[Dataset entries]
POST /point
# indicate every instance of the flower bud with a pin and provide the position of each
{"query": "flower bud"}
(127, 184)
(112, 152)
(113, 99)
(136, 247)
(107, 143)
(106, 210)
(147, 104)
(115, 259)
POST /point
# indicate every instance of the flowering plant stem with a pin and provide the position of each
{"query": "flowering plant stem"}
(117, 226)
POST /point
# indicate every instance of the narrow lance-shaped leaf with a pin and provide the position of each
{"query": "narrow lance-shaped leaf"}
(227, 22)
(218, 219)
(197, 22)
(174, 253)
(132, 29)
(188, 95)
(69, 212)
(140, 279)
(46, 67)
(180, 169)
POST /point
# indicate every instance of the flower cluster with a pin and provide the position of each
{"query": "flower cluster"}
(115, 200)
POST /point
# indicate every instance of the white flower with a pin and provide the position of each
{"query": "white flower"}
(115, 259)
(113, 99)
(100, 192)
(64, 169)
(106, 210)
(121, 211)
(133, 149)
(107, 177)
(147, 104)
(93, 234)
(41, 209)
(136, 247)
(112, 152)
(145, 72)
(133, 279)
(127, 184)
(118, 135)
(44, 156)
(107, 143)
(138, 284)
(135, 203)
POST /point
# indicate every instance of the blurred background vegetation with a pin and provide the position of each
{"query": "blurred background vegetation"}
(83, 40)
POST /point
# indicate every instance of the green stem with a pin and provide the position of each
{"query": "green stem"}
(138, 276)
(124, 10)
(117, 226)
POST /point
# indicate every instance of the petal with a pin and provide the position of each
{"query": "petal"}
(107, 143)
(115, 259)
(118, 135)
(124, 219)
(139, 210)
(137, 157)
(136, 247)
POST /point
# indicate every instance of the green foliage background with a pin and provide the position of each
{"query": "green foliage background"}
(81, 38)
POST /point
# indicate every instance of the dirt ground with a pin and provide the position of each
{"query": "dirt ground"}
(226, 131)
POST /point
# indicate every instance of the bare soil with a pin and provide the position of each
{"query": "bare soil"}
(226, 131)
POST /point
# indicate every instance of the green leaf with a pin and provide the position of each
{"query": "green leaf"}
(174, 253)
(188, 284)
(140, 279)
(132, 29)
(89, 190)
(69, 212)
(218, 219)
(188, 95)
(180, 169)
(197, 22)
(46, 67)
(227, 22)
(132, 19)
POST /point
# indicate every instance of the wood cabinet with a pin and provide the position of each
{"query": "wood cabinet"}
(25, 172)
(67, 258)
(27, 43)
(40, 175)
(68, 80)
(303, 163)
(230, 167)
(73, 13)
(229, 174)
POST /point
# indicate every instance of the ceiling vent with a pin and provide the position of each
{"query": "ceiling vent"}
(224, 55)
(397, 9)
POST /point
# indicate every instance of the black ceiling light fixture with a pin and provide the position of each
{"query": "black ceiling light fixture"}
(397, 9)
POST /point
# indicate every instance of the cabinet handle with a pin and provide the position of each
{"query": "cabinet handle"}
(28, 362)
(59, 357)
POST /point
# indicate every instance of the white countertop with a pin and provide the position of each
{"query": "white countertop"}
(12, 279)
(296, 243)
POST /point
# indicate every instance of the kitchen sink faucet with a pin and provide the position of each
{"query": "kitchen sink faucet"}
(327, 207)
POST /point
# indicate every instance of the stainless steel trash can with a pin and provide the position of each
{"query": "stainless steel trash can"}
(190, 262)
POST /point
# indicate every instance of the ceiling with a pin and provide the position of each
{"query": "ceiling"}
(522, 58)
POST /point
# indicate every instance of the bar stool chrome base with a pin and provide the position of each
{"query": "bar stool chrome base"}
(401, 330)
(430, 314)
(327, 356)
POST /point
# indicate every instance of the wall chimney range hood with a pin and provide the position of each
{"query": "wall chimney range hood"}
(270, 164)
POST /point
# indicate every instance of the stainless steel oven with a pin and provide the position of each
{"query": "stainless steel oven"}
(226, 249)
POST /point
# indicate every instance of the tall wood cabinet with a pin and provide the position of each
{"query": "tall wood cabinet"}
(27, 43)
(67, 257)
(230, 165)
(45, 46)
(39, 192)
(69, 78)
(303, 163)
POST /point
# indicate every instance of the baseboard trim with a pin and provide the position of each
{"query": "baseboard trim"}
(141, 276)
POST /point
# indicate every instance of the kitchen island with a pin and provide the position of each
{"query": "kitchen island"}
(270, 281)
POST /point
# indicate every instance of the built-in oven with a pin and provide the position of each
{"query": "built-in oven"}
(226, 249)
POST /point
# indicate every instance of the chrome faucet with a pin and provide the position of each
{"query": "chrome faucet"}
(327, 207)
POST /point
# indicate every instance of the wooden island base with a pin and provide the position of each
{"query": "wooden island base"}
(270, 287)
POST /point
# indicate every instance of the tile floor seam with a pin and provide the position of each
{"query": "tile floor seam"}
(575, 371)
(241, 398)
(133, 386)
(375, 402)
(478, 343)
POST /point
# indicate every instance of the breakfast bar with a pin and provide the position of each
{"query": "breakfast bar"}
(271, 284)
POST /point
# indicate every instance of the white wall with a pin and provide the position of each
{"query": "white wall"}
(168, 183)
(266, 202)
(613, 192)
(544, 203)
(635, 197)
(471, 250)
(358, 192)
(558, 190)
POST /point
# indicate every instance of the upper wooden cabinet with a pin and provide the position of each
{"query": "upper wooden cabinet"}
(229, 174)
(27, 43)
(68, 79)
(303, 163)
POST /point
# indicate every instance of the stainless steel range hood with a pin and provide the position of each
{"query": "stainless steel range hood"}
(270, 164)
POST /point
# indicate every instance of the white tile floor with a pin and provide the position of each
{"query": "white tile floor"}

AIM OF THE EXERCISE
Reproduce the records above exactly.

OUTPUT BELOW
POST /point
# indicate every instance of the flower bud with a pin and provide the position of each
{"query": "flower bud"}
(127, 184)
(112, 152)
(113, 99)
(136, 247)
(107, 143)
(106, 210)
(147, 104)
(115, 259)
POST /point
# indicate every instance of the flowering plant stem with a pin and provide the position of each
{"query": "flowering plant stem"}
(117, 226)
POST /point
# indicate every instance of the narrow lance-shaped leaf with a pin and provide the position of each
{"query": "narrow lance-shaped leaf"}
(227, 22)
(218, 219)
(197, 22)
(174, 253)
(132, 29)
(188, 95)
(69, 212)
(140, 279)
(46, 67)
(180, 169)
POST /point
# indicate every instance of the flower cluster with a pin and provide the position of each
{"query": "flower cluster"}
(115, 200)
POST /point
# indicate every instance of the white flower with a pin and provide the position of each
{"query": "white flower"}
(115, 259)
(113, 99)
(100, 192)
(64, 169)
(106, 210)
(121, 211)
(133, 149)
(107, 177)
(147, 104)
(93, 234)
(41, 209)
(136, 247)
(112, 152)
(145, 72)
(133, 279)
(127, 184)
(118, 135)
(44, 156)
(107, 143)
(138, 284)
(135, 203)
POST /point
# indicate every instance of the blurred background vegetation with a pin and provide the position of each
{"query": "blurred background vegetation"}
(83, 40)
POST /point
# indicate every instance of the green stem with a pin and provide the position of each
{"query": "green stem"}
(138, 276)
(124, 10)
(117, 226)
POST /point
# indicate every instance of the petal with a pin and provide the position of each
{"query": "petal"}
(107, 143)
(115, 259)
(118, 135)
(124, 219)
(139, 210)
(137, 157)
(136, 247)
POST /point
# indicate every instance of the green foliage background with a pin and provide the position of each
{"query": "green foliage background"}
(81, 38)
POST /point
# indicate every instance of the dirt ground with a pin and provide the position of each
{"query": "dirt ground"}
(226, 131)
POST /point
# indicate every instance of the bare soil with a pin and provide the position of each
{"query": "bare soil"}
(226, 131)
POST /point
# indicate every instance of the green leaf with a pin and provide the position of each
{"query": "green leaf"}
(174, 253)
(188, 284)
(140, 279)
(132, 29)
(89, 190)
(69, 212)
(218, 219)
(188, 95)
(180, 169)
(197, 22)
(46, 67)
(227, 22)
(132, 19)
POST /point
# indicate every instance of the wood cabinet with a pin and provide the position of each
{"query": "wood cabinet"}
(25, 172)
(67, 258)
(27, 43)
(40, 175)
(68, 80)
(303, 163)
(230, 167)
(73, 13)
(229, 174)
POST /point
# indicate every instance of the ceiling vent with a pin and provide the position of each
{"query": "ceiling vent"}
(224, 55)
(397, 9)
POST /point
# indicate every instance of the black ceiling light fixture with a pin and provide the position of each
{"query": "black ceiling light fixture"}
(397, 9)
POST /point
# indicate every instance of the cabinet handle with a pin and provide the position of each
{"query": "cabinet handle"}
(28, 362)
(59, 357)
POST /point
# indicate every instance of the white countertop with a pin and provide the position of each
{"query": "white countertop"}
(12, 279)
(296, 243)
POST /point
# indicate every instance of the kitchen sink faucet with a pin and provide the position of each
{"query": "kitchen sink faucet"}
(327, 207)
POST /point
# indicate every instance of the stainless steel trash can with a pin and provide the position of each
{"query": "stainless steel trash can"}
(190, 262)
POST /point
# indicate every instance of the ceiling with a pin and provide the position of each
{"query": "ceiling"}
(522, 58)
POST /point
# indicate every instance of the bar stool chrome base with a pin and provide the position of each
{"query": "bar stool chrome base"}
(401, 330)
(430, 314)
(327, 356)
POST /point
# indicate every instance of the wall chimney range hood with a pin and provide the position of each
{"query": "wall chimney range hood"}
(270, 164)
POST /point
# indicate every instance of the stainless steel oven with a pin and provide the position of each
{"query": "stainless steel oven"}
(226, 249)
POST /point
# indicate every instance of the tall wood cabinet with a pin and provide the position of each
{"query": "tall wood cabinet"}
(27, 43)
(67, 257)
(230, 165)
(45, 46)
(39, 192)
(69, 78)
(303, 163)
POST /point
# indicate every instance of the baseboard trim with a pin and provide the position of each
{"query": "baseboard trim"}
(141, 276)
POST /point
# indicate every instance of the kitchen island with a pin and provide the position of each
{"query": "kitchen island"}
(270, 281)
POST /point
# indicate every instance of the built-in oven with a pin and provide the position of each
{"query": "built-in oven"}
(226, 249)
POST /point
# indicate every instance of the chrome faucet with a pin and provide the position of each
{"query": "chrome faucet"}
(327, 207)
POST /point
# indicate every instance of the wooden island base with a pin and provide the position of each
{"query": "wooden island base"}
(270, 287)
POST /point
# indicate every instance of the tile floor seam with a pin and provide the position of each
{"query": "tile floor seam"}
(575, 371)
(241, 398)
(133, 386)
(375, 402)
(478, 343)
POST /point
# indicate every instance of the breakfast bar with a pin and provide the position of each
{"query": "breakfast bar"}
(271, 284)
POST /point
# indicate every instance of the white wall with a pin and provide the position of each
{"query": "white wall"}
(168, 183)
(266, 202)
(613, 192)
(544, 203)
(635, 197)
(471, 250)
(358, 192)
(558, 190)
POST /point
# indicate every instance of the upper wooden cabinet with a pin and provide the position of each
{"query": "upper wooden cabinet"}
(229, 174)
(27, 43)
(68, 79)
(303, 163)
POST /point
# indicate every instance of the stainless steel range hood with a pin and provide the position of each
{"query": "stainless steel range hood"}
(270, 164)
POST /point
# indicate every instance of the white tile floor with a pin and provide the position of each
{"query": "white tile floor"}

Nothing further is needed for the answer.